_AIM OF THE EXERCISE_
Show each line of the records that contains the string "background"; letter case must match.

begin MATERIAL SHOWN

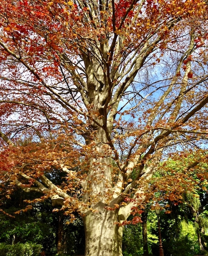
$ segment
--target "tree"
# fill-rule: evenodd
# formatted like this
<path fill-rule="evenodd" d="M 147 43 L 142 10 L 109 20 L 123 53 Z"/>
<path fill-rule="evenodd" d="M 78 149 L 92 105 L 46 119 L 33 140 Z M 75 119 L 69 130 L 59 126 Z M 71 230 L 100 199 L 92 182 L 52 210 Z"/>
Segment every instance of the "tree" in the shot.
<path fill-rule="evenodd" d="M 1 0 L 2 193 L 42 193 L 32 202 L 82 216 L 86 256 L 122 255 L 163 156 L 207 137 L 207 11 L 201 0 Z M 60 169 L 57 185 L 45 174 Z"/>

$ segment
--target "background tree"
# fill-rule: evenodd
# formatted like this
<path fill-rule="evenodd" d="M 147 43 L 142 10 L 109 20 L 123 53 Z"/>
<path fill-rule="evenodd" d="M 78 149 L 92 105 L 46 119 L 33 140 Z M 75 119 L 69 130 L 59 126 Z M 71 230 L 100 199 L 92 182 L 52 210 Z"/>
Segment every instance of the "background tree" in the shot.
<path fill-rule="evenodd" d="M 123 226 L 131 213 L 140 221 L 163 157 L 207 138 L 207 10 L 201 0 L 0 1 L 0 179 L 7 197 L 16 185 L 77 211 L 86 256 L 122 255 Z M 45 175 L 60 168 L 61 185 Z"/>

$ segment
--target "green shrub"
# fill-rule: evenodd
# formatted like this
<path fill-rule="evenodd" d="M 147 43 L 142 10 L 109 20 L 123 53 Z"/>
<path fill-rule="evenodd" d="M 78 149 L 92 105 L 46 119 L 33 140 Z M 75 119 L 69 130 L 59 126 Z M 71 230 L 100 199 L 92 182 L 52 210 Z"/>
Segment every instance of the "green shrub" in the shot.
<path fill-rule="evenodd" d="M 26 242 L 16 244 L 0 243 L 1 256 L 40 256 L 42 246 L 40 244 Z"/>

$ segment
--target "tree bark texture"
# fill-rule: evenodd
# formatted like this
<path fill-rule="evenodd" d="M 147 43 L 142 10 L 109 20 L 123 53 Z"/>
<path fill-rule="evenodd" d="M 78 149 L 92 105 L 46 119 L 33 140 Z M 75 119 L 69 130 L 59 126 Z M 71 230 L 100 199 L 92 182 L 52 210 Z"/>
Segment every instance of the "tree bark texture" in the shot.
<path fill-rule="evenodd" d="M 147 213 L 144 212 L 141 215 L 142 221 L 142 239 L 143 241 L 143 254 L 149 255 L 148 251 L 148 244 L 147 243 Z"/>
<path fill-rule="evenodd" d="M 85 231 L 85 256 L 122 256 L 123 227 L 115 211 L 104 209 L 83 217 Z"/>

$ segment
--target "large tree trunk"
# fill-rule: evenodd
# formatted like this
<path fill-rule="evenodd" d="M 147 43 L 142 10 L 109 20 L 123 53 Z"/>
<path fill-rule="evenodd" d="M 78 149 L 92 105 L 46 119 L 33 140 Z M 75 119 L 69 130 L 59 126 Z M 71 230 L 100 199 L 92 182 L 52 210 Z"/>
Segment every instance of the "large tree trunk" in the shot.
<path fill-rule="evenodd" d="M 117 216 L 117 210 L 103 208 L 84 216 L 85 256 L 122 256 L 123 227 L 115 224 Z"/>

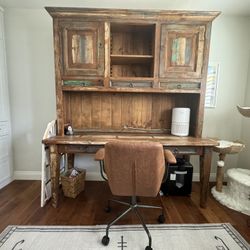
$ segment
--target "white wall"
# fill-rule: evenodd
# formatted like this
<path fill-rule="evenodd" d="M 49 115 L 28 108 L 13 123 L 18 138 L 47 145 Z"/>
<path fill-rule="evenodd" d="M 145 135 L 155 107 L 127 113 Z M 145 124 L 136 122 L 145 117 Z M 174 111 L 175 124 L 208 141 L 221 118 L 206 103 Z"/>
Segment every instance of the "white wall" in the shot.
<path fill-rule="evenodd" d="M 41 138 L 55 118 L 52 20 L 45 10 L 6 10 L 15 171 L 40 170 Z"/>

end MATERIAL SHOWN

_SOLUTION TO THE EXERCISE_
--target "background tree"
Segment every instance of the "background tree" in the shot.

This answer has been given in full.